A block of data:
────────
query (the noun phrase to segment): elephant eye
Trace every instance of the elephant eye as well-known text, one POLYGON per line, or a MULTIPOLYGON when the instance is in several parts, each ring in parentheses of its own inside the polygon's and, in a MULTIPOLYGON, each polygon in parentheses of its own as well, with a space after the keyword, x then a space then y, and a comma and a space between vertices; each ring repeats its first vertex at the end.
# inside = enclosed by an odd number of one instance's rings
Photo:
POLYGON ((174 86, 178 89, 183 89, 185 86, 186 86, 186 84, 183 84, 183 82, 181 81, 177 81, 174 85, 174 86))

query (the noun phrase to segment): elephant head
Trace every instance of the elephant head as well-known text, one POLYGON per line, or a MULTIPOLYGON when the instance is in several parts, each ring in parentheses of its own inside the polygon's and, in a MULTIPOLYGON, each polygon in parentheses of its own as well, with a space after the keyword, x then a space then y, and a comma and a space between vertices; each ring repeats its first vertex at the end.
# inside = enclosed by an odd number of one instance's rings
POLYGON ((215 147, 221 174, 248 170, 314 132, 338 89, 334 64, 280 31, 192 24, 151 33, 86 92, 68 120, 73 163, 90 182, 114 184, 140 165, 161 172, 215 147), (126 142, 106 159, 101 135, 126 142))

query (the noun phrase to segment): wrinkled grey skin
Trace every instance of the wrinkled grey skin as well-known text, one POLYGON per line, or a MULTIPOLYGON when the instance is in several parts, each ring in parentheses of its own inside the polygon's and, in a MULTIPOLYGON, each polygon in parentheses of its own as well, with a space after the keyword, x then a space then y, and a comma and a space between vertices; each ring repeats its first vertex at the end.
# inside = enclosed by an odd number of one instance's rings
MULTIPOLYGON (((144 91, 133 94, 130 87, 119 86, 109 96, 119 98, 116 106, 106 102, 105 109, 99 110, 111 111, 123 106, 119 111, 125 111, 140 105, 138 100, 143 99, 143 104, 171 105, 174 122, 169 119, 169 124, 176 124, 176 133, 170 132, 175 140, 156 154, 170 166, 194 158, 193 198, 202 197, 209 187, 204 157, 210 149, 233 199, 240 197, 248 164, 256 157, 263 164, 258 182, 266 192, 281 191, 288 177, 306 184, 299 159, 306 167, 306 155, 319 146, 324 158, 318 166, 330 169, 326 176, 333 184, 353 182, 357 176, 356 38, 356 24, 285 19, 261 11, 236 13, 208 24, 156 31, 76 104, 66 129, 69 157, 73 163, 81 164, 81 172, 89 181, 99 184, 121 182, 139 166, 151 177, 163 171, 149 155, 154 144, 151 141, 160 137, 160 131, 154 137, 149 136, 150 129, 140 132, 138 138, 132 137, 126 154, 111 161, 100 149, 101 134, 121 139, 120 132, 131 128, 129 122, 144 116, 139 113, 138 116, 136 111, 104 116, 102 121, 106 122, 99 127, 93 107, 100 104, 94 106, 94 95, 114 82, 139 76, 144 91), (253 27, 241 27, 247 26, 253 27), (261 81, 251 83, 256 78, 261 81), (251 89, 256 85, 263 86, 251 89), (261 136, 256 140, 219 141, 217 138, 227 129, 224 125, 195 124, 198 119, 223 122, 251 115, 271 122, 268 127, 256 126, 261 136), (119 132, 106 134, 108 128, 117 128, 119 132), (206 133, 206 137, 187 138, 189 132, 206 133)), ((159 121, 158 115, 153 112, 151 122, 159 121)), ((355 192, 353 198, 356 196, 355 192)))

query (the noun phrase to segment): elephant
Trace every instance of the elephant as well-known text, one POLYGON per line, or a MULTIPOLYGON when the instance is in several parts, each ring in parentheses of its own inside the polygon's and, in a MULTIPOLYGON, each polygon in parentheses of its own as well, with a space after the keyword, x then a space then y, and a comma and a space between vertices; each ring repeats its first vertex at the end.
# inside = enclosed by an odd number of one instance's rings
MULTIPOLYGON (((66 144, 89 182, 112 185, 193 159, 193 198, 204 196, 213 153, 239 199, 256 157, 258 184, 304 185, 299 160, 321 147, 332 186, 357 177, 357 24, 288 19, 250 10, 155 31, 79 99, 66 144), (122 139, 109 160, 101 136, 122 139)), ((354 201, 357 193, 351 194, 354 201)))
────────
**Work required**: Repeat the preceding lines exactly, please, every one of them.

**Task output**:
query (the noun phrase to segment): elephant eye
Trace every instance of the elephant eye as well-known text, one POLYGON per line, or a MULTIPOLYGON when the instance is in several parts, each ring in parentheses of its own inside the polygon's and, in a MULTIPOLYGON, each polygon in parentheses of its own as well, with a space after the keyword, x then a space then y, and a comma and a space between vertices; each ring repeats its first vertex at the end.
# inside = enclosed by an odd number of one instance's rings
Photo:
POLYGON ((174 86, 178 89, 183 89, 185 86, 186 86, 186 84, 183 84, 183 82, 181 81, 177 81, 174 85, 174 86))

query (the noun phrase to segment): elephant head
Trace every instance of the elephant head as well-known text, one POLYGON per line, or a MULTIPOLYGON when the instance is in several parts, each ring in parentheses of its own inside the polygon's and, in a MULTIPOLYGON, each polygon in parentheses of its own as well, with a space after the keyword, x then a space then y, and a comma and a space between vertices; each ring repeats its first vertex at the end.
# inside = enclosed by an odd number of one instance's rings
POLYGON ((215 147, 221 174, 248 170, 314 132, 338 89, 334 64, 280 31, 192 24, 151 33, 86 92, 68 120, 73 163, 90 182, 114 184, 140 165, 161 172, 215 147), (126 142, 106 159, 101 135, 126 142))

query (the noun phrase to segment): wrinkled grey skin
Trace every instance of the wrinkled grey skin as well-known text, one POLYGON per line, or a MULTIPOLYGON when the instance is in several parts, each ring in parentheses of its own inside the polygon's and, in a MULTIPOLYGON, each polygon in parentheses of its own as well, with a space after the keyword, x then a space then y, and a comma and a space between vertices; each ring repeats its first vertex at the end.
# inside = enclosed by an odd number of one instance's rings
MULTIPOLYGON (((144 91, 133 94, 130 87, 119 86, 109 96, 119 98, 116 106, 106 102, 105 109, 99 110, 111 111, 123 106, 119 111, 125 111, 140 105, 138 100, 143 99, 143 104, 171 105, 174 122, 169 119, 169 124, 176 124, 176 133, 170 132, 175 140, 156 154, 170 166, 194 158, 193 198, 202 197, 209 187, 204 157, 210 149, 233 199, 240 197, 248 164, 256 157, 263 164, 258 182, 266 192, 281 191, 288 177, 306 184, 299 159, 306 167, 306 155, 319 146, 324 158, 318 166, 330 169, 326 176, 333 184, 353 182, 357 176, 356 38, 356 24, 285 19, 261 11, 236 13, 208 24, 156 31, 76 104, 66 129, 69 157, 73 163, 81 164, 81 172, 89 181, 99 184, 121 182, 139 166, 151 177, 163 171, 149 155, 154 144, 151 141, 160 137, 160 131, 154 137, 149 136, 150 129, 140 132, 138 138, 132 137, 126 154, 111 161, 100 149, 101 134, 121 139, 120 132, 131 128, 129 122, 144 116, 139 113, 138 116, 136 111, 104 116, 102 121, 106 122, 99 127, 93 107, 100 104, 94 106, 94 95, 114 82, 139 76, 144 91), (253 27, 241 27, 247 26, 253 27), (261 81, 251 83, 256 78, 261 81), (251 89, 256 85, 263 86, 251 89), (261 136, 256 140, 219 141, 217 138, 227 129, 224 125, 195 124, 198 119, 223 122, 251 115, 271 122, 268 127, 256 126, 261 136), (119 132, 106 134, 108 128, 117 128, 119 132), (206 133, 206 137, 187 138, 189 132, 206 133)), ((159 121, 158 115, 153 112, 151 122, 159 121)), ((355 192, 353 198, 356 196, 355 192)))

query (the noun phrase to segment): elephant
Trace every instance of the elephant as well-known text, one POLYGON per line, or a MULTIPOLYGON when the instance is in several parts, each ring in parentheses of its own inside the polygon's and, in a MULTIPOLYGON, each polygon in parentheses of its own as well, with a space after the keyword, x then a space then y, and a comma and a space between vertices; each ring repeats its first vertex at the end.
# inside = enclosed by an odd number of one instance's rings
MULTIPOLYGON (((66 144, 89 182, 112 185, 193 159, 193 198, 204 196, 213 153, 239 199, 256 157, 258 184, 304 185, 299 160, 321 147, 332 186, 357 177, 357 24, 288 19, 250 10, 155 31, 79 99, 66 144), (122 139, 109 160, 101 136, 122 139)), ((354 201, 357 193, 351 194, 354 201)))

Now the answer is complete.